▶ [What is required]: Count the lines below that contain the word "white" and give only that number.

◆ ◆ ◆ ◆

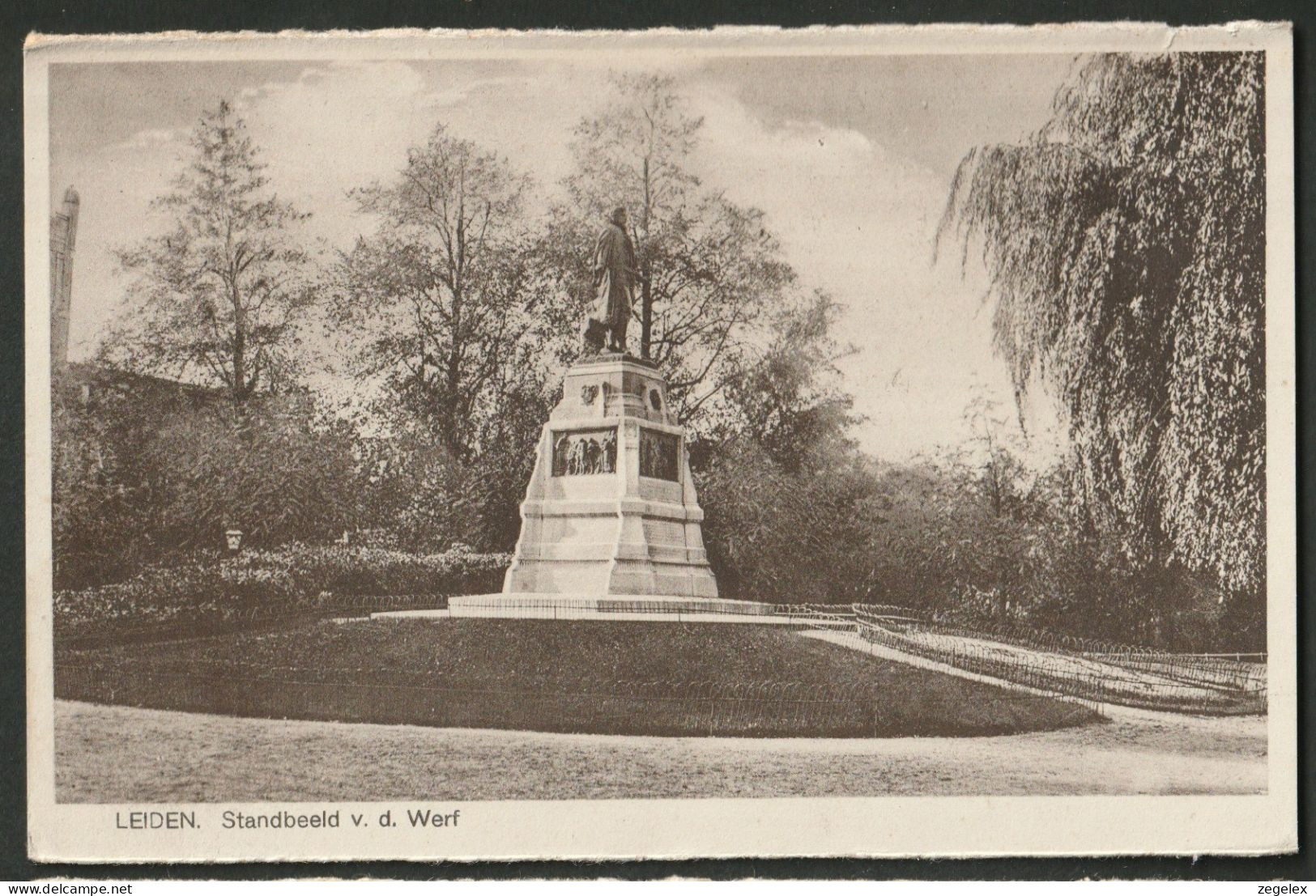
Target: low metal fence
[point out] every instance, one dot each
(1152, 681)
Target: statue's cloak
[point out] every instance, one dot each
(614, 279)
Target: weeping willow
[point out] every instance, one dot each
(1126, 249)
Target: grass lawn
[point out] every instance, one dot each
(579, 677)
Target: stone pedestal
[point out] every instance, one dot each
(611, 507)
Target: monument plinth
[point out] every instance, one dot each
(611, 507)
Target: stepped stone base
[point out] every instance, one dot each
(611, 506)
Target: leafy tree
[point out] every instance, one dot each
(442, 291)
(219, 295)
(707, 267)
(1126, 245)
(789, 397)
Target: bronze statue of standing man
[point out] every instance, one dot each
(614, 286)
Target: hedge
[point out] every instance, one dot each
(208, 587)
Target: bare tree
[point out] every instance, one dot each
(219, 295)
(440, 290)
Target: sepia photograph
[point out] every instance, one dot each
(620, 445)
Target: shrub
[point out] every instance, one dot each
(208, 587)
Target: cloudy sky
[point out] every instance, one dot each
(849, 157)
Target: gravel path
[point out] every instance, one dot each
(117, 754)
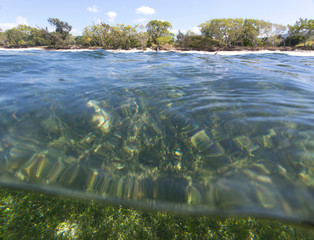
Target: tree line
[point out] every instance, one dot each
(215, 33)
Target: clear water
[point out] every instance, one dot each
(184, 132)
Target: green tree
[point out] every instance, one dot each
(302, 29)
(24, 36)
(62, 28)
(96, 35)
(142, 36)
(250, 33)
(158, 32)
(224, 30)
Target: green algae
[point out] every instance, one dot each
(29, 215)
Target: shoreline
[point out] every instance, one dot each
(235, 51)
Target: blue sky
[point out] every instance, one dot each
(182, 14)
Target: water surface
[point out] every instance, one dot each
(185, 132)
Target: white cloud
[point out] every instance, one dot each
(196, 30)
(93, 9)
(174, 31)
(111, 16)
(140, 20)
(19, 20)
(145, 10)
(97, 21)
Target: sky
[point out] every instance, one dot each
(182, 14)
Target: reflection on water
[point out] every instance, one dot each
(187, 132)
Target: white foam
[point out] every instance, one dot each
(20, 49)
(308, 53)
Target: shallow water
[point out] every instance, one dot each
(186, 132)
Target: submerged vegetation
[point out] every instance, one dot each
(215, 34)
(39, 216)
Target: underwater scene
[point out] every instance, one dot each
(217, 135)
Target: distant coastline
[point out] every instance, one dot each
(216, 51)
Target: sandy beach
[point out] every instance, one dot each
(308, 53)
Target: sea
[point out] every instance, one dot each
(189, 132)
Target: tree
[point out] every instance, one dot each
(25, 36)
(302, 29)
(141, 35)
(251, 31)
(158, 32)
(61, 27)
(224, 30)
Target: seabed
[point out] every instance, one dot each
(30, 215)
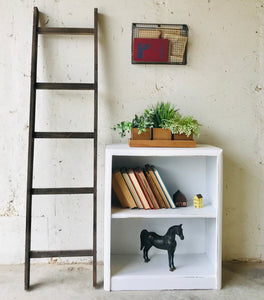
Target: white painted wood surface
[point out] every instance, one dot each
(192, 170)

◆ ◆ ◆ ◆

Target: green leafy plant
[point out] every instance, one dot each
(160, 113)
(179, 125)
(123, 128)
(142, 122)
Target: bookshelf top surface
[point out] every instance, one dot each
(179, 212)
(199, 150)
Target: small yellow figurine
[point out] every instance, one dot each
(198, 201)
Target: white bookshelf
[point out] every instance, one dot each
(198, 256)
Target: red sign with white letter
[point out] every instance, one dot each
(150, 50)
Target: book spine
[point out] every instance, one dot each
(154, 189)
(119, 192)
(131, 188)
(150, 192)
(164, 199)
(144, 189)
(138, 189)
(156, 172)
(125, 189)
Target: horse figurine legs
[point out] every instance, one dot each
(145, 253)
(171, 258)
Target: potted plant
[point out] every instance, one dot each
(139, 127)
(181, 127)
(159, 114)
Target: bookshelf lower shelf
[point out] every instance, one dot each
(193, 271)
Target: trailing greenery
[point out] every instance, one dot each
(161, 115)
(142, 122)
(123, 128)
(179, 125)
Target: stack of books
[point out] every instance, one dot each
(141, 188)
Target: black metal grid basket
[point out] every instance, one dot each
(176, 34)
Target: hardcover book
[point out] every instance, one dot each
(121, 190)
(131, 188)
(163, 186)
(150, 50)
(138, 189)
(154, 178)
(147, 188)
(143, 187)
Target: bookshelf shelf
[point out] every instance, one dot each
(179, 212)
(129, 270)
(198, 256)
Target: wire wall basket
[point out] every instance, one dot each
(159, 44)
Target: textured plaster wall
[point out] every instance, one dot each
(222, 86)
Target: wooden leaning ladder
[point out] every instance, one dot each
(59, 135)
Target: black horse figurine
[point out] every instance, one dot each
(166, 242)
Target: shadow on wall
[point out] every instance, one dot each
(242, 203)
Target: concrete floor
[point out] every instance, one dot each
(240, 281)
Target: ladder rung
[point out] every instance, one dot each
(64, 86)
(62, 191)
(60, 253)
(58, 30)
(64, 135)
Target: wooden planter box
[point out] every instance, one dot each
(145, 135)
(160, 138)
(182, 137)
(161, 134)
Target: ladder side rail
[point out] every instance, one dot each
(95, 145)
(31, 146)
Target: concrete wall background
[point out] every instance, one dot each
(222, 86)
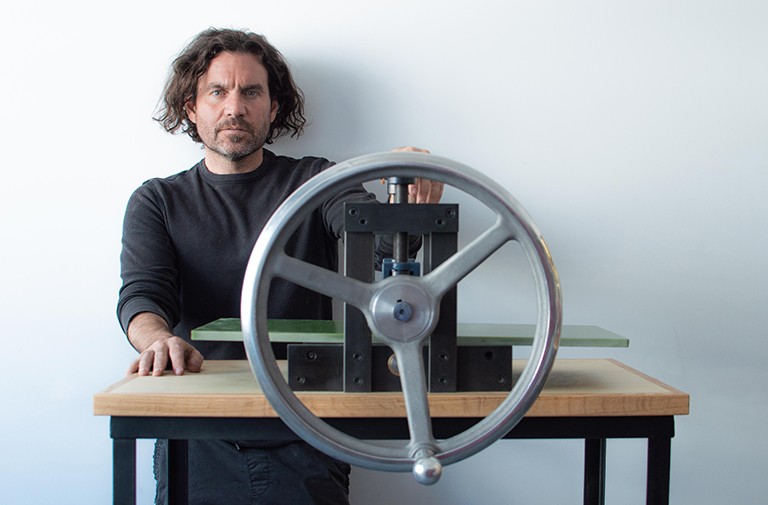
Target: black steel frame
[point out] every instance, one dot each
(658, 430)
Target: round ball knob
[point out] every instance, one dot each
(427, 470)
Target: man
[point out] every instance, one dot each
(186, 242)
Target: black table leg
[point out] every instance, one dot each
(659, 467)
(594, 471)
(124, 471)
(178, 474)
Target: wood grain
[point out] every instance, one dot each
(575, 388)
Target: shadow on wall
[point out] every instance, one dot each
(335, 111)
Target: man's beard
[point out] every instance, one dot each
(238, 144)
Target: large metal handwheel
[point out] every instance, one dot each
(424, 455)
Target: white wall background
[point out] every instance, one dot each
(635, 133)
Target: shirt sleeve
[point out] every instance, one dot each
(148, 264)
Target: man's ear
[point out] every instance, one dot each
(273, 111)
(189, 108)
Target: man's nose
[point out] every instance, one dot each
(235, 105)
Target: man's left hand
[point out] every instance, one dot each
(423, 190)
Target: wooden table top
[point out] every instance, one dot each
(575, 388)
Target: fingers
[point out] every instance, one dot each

◆ ◆ ◆ ◆

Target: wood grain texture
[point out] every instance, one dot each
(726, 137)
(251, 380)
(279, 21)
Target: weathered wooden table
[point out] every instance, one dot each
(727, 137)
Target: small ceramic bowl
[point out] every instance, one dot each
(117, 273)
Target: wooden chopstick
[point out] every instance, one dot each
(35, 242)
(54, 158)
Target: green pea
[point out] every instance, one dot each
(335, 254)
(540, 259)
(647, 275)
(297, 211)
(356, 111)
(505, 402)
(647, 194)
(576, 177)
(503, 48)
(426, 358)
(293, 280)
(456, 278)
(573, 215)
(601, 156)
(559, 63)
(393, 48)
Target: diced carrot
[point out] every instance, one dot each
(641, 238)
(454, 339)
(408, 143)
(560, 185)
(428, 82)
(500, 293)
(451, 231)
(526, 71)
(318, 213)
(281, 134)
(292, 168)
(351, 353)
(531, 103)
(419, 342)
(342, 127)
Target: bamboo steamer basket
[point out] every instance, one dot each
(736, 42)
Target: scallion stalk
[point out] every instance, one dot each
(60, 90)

◆ ◆ ◆ ◆

▶ [Completed task]: 6